Excerpt |
────────────────

Friday, August 28, 2015

Hammerfest Time Trial on a Tandem

Last summer my friend Dave approached me with the idea of riding the Hammerfest Time Trial on the tandem he and his wife own. I said yes, of course, because it sounded like fun. And it was going to be a completely new experience for me since I had never ridden on a tandem. I'd seen several, and even touched a couple, but I'd never pedaled one.

My excitement grew every time we talked or messaged about teaming up for The Ride. I even drove to Dave's house so that he and his wife, Deb, could set the seat height just right for me. And I do mean "just right." Saying that Dave is meticulous would be an understatement. Dave acts according to well thought out plans. Determining and then recording my preferred seat height was important for our performance during The Ride, so Dave made sure that it was done correctly.

We tested the seat height by cruising around his subdivision. We powered up to speed as he told me what to do. "Keep your helmet in the middle of my back," he yelled. I quickly realized that meant "stare at my butt."

Dave gave instructions for easing off before entering a turn. I was a tad slow in responding that day and found my effort pushing against a nearly immovable force. Let me make this clear: Dave Kuykendall has extremely powerful legs.

 We entered the turn and my first thought was Dear Lord, what have I gotten myself into? I tend to do things on the edge of my abilities, on the verge of catastrophic failure, and at the limits imposed by physics. (Note: I tend to bleed a lot!) During that first turn on a tandem, when I was staring straight down at butt, bottom bracket, and moving asphalt, my mind flashed back to what my friends call "The 1:03" TT ride in the Eagle Grand Prix in 1984.

During that record ride I took the corners on an old IU Little 500 bike at stupid speeds. I had not learned a damned thing from the two crashes the year before when the bike slid out from under me on those turns. It was as if I was trying to will the laws of physics to obey me or at least make them reveal their limits as I tried to maintain speed because I lacked the power to accelerate as quickly as at least one other rider.

During that 1:03 ride I managed to skirt the edges of a friction coefficient I didn't know existed while rounding four ninety degree turns and one hairpin turn. Resisting the urge to brake going into and during the hairpin turn sent me up the final rise at a high rate of speed. Time seemed suspended while I felt both tires slide outward toward a big blue mailbox. The front tire grazed the curb as I passed that mailbox.

────────────────

Raw data |
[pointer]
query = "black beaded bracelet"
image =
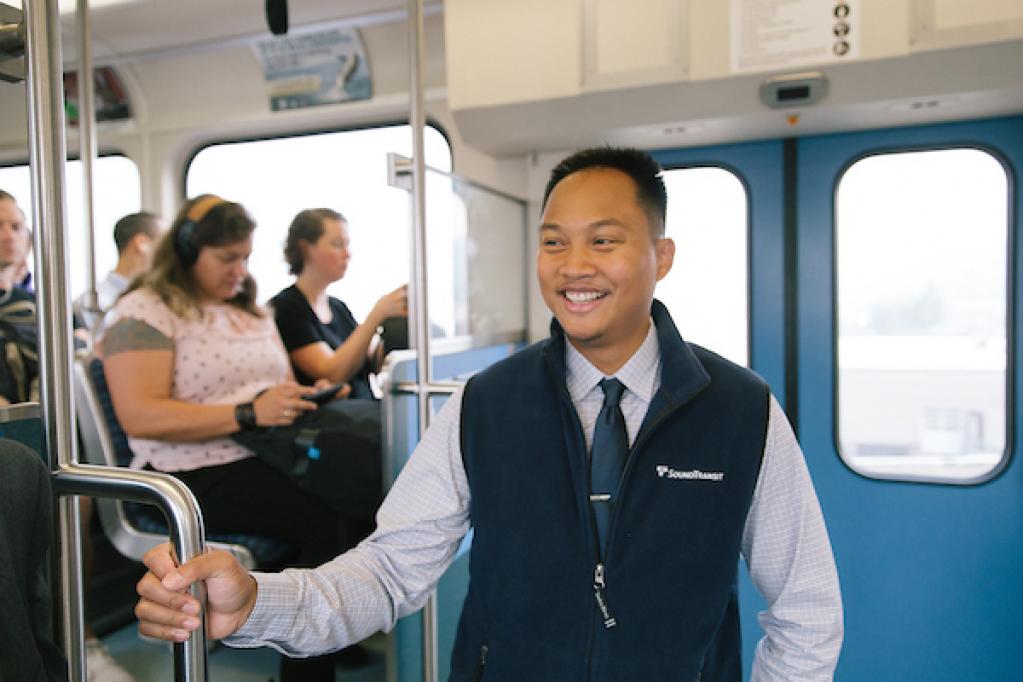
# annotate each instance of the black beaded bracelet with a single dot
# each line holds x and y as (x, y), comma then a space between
(245, 414)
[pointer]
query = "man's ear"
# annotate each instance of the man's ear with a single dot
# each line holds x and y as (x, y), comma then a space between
(142, 243)
(665, 251)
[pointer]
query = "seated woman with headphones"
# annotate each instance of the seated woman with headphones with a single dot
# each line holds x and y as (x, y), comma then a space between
(190, 359)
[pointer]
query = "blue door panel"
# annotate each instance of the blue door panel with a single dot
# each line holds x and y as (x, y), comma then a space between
(931, 574)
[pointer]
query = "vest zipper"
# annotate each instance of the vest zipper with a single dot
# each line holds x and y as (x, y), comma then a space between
(481, 664)
(633, 455)
(599, 587)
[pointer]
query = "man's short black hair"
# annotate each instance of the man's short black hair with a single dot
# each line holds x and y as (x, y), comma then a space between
(636, 164)
(132, 224)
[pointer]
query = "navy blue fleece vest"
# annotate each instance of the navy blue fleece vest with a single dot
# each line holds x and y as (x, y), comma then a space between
(531, 612)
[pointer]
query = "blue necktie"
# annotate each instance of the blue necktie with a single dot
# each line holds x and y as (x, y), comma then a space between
(607, 459)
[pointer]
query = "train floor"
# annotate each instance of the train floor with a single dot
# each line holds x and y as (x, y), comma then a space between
(151, 662)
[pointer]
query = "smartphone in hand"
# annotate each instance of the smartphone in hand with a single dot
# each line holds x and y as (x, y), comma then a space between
(325, 395)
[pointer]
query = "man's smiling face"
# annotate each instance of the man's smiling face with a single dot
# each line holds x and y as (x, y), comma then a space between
(598, 262)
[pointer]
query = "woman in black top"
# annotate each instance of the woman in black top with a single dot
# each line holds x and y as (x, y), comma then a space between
(321, 335)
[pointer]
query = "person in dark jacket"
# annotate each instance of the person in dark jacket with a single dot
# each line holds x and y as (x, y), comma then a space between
(28, 649)
(614, 474)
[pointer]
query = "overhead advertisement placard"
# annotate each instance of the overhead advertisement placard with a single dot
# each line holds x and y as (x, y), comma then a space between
(773, 35)
(315, 69)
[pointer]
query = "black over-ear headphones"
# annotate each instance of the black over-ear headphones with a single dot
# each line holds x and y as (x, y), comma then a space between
(183, 245)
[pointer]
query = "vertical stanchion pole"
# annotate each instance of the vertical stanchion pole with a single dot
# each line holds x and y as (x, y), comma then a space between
(419, 310)
(87, 146)
(46, 155)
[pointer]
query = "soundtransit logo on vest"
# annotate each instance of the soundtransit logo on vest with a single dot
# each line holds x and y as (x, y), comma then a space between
(665, 471)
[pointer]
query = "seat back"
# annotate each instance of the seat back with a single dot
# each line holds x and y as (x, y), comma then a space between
(128, 526)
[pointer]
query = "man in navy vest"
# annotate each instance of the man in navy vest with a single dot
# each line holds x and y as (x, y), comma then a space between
(613, 474)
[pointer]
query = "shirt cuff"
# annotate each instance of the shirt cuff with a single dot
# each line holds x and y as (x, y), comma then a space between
(273, 616)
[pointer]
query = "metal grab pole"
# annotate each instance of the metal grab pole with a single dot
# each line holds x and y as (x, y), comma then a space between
(87, 147)
(46, 154)
(47, 151)
(419, 311)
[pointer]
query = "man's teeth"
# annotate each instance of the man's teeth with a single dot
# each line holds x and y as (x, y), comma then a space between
(582, 297)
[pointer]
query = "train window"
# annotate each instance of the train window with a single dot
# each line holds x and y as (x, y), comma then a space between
(706, 289)
(922, 242)
(118, 192)
(345, 171)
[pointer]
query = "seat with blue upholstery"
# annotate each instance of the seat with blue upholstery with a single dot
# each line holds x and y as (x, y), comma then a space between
(133, 528)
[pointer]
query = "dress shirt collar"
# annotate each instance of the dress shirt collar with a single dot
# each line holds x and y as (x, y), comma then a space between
(640, 373)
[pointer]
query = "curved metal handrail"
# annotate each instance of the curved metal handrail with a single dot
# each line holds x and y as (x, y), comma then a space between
(185, 523)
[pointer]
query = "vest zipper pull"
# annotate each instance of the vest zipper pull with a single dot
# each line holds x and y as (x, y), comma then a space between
(602, 601)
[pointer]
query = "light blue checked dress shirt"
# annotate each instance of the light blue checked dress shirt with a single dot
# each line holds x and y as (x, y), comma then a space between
(426, 515)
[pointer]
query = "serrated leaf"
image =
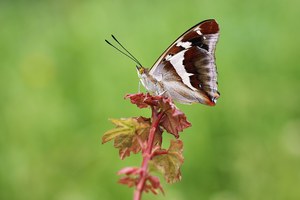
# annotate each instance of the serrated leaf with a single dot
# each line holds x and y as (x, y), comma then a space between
(129, 134)
(170, 161)
(173, 121)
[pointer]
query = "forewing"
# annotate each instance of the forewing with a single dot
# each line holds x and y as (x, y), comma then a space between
(191, 58)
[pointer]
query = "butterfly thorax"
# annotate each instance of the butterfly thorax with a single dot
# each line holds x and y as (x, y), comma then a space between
(151, 84)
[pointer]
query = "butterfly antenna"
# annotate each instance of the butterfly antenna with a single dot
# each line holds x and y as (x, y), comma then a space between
(136, 60)
(121, 51)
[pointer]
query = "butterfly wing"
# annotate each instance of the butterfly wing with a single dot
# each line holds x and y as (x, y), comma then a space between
(187, 69)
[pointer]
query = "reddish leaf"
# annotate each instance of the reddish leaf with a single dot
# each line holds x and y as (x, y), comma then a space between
(169, 163)
(173, 121)
(129, 171)
(129, 134)
(143, 100)
(155, 184)
(129, 181)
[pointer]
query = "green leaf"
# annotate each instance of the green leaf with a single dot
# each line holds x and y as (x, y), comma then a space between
(129, 134)
(168, 162)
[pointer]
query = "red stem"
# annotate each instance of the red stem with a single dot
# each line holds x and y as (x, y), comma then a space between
(156, 117)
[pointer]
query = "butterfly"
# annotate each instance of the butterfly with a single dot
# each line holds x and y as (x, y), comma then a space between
(186, 71)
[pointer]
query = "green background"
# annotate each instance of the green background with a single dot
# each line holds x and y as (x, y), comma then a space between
(60, 82)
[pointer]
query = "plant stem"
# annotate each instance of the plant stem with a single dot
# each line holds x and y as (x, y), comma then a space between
(156, 117)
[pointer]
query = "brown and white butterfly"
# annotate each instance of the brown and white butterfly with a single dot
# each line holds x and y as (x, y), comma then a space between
(186, 71)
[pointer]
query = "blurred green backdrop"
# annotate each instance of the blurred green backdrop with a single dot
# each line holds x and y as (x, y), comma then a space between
(60, 82)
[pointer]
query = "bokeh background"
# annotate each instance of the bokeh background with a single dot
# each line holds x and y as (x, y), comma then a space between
(60, 82)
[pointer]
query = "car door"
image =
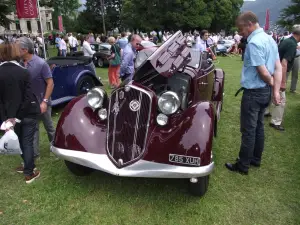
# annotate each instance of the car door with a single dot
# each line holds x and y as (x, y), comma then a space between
(59, 75)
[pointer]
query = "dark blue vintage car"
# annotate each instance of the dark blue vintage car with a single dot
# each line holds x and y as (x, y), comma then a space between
(72, 76)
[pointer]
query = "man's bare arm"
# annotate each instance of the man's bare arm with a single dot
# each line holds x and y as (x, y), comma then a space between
(264, 74)
(277, 76)
(49, 88)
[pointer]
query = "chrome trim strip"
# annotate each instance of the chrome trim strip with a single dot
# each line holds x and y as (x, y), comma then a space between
(140, 168)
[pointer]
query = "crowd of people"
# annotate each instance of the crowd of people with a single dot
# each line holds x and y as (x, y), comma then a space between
(26, 82)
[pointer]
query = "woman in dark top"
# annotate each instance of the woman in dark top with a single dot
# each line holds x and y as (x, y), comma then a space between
(114, 63)
(18, 105)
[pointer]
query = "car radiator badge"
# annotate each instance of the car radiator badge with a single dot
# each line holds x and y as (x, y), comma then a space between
(134, 105)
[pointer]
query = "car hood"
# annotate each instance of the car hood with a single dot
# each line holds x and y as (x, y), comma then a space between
(170, 57)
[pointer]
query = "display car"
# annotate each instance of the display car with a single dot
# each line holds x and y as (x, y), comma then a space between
(72, 76)
(159, 125)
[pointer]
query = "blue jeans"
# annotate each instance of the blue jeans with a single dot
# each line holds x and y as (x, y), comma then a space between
(253, 106)
(25, 132)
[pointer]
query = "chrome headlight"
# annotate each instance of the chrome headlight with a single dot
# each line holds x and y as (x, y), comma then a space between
(168, 103)
(95, 97)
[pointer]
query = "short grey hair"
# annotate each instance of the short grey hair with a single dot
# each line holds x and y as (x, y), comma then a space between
(26, 43)
(296, 29)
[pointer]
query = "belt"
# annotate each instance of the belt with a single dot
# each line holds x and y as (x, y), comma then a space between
(241, 89)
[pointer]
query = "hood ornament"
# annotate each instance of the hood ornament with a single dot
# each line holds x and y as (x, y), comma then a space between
(134, 105)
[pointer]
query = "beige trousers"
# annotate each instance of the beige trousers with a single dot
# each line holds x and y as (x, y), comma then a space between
(277, 112)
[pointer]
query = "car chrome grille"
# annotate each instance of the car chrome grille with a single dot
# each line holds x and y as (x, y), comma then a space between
(128, 121)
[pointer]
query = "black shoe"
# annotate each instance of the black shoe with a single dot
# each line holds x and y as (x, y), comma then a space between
(268, 115)
(236, 168)
(255, 164)
(277, 127)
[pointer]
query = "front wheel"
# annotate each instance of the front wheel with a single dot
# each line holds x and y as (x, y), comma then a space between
(84, 84)
(78, 170)
(200, 187)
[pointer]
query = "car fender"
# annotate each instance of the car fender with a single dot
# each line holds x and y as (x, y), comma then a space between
(80, 129)
(85, 73)
(188, 134)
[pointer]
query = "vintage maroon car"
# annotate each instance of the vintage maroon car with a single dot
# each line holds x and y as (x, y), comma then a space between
(159, 125)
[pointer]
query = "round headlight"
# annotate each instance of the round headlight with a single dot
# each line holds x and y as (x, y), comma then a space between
(95, 97)
(161, 119)
(102, 113)
(168, 102)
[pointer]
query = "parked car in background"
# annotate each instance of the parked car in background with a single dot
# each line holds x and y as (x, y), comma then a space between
(159, 125)
(146, 44)
(101, 55)
(72, 76)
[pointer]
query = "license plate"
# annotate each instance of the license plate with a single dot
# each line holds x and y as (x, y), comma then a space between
(182, 159)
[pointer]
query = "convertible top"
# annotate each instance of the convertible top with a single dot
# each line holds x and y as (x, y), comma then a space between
(69, 60)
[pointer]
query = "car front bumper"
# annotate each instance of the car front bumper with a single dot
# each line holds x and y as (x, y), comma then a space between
(140, 168)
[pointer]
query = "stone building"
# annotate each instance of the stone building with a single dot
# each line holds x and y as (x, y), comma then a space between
(29, 26)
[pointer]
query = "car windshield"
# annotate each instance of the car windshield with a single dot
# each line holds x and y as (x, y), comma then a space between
(105, 47)
(147, 44)
(142, 56)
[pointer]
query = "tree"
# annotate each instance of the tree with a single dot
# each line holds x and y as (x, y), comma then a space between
(6, 8)
(290, 15)
(62, 7)
(180, 14)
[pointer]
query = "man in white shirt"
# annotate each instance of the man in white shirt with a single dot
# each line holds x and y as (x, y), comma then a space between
(1, 40)
(63, 47)
(237, 39)
(73, 43)
(86, 48)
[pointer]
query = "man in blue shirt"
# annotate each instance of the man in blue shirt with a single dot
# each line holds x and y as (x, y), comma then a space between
(123, 41)
(57, 41)
(261, 72)
(129, 53)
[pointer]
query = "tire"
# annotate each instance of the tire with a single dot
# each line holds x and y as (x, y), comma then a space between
(84, 84)
(100, 62)
(200, 188)
(78, 170)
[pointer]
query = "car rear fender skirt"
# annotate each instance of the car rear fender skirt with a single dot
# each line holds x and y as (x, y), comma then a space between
(219, 85)
(79, 128)
(189, 133)
(140, 168)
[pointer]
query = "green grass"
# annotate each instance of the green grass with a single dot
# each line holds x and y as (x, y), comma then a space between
(269, 195)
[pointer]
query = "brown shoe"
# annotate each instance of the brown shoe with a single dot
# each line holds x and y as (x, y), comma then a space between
(20, 169)
(30, 179)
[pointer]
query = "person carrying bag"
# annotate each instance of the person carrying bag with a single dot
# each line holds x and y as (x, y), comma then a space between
(114, 63)
(19, 108)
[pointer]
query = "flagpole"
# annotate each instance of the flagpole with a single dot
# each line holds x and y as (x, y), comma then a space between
(42, 31)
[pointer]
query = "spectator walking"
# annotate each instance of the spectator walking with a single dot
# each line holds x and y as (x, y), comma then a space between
(261, 70)
(57, 41)
(86, 48)
(42, 87)
(287, 53)
(128, 56)
(114, 63)
(63, 47)
(73, 43)
(18, 105)
(123, 41)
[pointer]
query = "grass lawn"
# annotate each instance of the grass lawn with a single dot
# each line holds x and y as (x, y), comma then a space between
(269, 195)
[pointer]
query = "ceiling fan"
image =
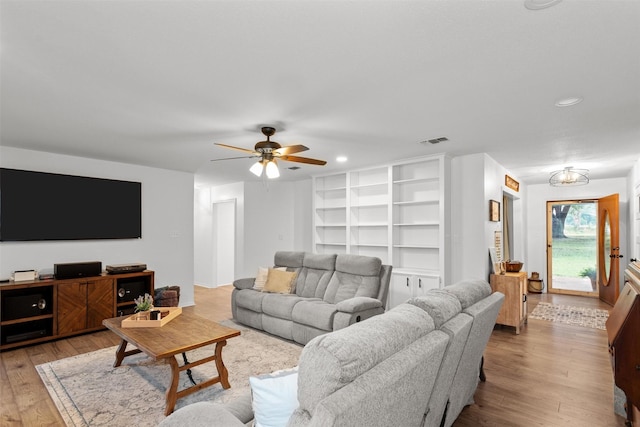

────────────────

Activity |
Pick up the blog post about the tandem time trial right after its last sentence and keep it going. The data are unrelated to the blog post about the tandem time trial and should be kept apart from it.

Output for this task |
Simply put, I was out of control during that turn. The ensuing momentary fear caused goosebumps that quickly dissipated as I peddled to the finish line. I can still, and just did, get that chilling sensation while recalling my lack of control during that turn. And that is how I felt as Dave steered us around my first turn on the back of a tandem: out of control and unsure of the outcome.

Those moments created an incredibly intoxicating adrenaline rush! There has been much written about why some of us seek those moments and how addicting they can be. I'll save that for another post. For now I will just focus on what I have been calling "The Ride."

Ultimately, I was not able to ride the Hammerfest with Dave last year. Leading up to the event my left leg became so weak that I was dragging it while walking. A check up told me that I needed to rest and avoid sitting positions and movements that seemed to irritate the nerve since both the neurosurgeon and I preferred to hold off on surgery. That led to twelve weeks of not running and thirty one weeks off of the bike. It was a long Fall!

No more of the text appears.